Information shown:
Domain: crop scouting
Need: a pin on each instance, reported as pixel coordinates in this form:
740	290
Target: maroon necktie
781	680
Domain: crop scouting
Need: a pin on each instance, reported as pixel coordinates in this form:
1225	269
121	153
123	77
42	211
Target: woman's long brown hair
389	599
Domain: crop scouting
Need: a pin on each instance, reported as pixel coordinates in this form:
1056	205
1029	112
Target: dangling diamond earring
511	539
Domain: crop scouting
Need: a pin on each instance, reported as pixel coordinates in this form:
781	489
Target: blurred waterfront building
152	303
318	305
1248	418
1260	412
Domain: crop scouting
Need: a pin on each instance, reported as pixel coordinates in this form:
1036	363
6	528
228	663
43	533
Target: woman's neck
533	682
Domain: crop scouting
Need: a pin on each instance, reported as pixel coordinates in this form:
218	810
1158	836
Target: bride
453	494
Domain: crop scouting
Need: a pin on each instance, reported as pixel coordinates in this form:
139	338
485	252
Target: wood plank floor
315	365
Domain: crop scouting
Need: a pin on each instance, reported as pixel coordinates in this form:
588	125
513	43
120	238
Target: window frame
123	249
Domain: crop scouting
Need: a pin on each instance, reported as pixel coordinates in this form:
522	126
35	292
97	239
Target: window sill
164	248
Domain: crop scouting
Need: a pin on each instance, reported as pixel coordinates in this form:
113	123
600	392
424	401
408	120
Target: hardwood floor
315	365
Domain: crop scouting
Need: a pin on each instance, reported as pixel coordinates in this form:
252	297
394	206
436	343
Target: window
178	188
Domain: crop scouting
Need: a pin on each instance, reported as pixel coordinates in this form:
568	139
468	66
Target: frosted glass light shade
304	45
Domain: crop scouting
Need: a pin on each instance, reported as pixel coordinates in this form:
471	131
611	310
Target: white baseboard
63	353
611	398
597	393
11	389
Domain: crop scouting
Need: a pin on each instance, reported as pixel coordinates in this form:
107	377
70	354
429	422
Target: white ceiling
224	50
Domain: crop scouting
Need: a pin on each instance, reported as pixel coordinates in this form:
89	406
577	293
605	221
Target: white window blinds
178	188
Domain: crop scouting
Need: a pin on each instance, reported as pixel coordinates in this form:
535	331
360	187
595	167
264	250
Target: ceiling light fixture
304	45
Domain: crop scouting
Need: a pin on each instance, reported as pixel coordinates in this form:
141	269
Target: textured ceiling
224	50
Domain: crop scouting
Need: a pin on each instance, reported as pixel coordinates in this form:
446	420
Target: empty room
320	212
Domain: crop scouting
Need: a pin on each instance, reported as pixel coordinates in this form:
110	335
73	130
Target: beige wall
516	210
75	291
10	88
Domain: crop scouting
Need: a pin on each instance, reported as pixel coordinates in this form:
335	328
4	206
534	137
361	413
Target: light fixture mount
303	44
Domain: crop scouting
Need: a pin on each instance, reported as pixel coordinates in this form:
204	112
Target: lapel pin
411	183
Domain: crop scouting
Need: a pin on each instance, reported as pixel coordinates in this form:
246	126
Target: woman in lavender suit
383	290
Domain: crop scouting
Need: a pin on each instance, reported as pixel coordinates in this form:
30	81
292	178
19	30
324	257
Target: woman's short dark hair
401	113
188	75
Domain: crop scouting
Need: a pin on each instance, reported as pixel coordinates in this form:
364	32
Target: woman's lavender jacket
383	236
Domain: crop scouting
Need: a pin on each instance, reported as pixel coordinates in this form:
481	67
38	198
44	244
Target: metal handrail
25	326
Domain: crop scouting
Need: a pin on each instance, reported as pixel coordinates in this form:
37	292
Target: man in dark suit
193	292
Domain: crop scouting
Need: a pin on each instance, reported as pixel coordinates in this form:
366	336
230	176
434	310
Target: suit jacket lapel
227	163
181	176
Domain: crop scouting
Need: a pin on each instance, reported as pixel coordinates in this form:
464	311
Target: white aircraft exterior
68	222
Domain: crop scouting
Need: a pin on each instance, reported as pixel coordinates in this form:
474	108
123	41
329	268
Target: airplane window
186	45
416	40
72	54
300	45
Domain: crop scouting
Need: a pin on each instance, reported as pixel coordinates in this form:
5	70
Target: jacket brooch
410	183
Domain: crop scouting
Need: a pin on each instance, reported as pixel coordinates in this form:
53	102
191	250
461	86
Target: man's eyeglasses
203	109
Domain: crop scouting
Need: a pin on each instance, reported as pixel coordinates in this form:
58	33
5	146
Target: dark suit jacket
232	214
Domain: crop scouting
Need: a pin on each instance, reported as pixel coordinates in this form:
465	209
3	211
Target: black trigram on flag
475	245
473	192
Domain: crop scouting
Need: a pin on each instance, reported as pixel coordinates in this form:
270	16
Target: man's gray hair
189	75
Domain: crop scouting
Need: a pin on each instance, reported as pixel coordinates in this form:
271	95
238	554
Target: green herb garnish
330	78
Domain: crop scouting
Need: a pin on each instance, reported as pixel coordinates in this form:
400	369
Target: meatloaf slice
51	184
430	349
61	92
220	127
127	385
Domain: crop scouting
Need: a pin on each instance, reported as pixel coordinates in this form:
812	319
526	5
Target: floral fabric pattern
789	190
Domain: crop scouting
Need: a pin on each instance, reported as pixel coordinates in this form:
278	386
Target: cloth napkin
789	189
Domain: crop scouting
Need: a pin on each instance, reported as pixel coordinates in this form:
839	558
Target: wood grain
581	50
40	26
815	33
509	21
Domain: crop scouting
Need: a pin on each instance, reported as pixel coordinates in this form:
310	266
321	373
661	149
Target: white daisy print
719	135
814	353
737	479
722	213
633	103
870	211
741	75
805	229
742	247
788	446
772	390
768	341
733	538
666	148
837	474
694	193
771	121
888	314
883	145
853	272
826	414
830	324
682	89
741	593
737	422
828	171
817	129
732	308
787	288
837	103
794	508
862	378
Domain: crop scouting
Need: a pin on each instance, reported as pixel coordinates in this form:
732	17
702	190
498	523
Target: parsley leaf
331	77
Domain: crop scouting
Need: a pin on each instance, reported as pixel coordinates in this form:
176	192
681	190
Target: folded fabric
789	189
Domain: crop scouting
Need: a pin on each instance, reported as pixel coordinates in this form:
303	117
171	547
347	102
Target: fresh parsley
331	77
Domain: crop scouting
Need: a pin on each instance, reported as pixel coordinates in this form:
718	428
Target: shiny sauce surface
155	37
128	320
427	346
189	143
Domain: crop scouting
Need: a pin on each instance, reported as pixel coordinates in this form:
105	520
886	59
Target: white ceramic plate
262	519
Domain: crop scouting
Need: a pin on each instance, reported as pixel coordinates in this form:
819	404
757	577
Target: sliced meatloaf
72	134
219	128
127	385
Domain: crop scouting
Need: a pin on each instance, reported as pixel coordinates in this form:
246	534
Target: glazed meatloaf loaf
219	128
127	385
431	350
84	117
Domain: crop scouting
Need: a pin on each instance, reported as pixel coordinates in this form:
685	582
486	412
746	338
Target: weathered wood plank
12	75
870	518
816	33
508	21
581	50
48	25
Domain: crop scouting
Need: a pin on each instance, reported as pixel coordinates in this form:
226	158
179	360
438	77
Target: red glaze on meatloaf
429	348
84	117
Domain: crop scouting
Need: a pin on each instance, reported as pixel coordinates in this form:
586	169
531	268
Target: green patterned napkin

Written instruction: Pull every line from the data above that contains the string "window" and copy each one out in full. Case counts, so a match must have the same capitalization.

Written reply:
Target: window frame
Target: window sill
Target: window
Target: white window blinds
Target: airplane window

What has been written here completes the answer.